→ SOURCE MATERIAL:
------------------------------

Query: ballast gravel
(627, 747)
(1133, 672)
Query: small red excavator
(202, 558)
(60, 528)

------------------------------

→ WHAT TO DO: Exactly as shown, output all of the material above.

→ SOLUTION FOR THIS PROBLEM:
Query: ballast gravel
(627, 747)
(1133, 672)
Query: small red excavator
(202, 558)
(60, 528)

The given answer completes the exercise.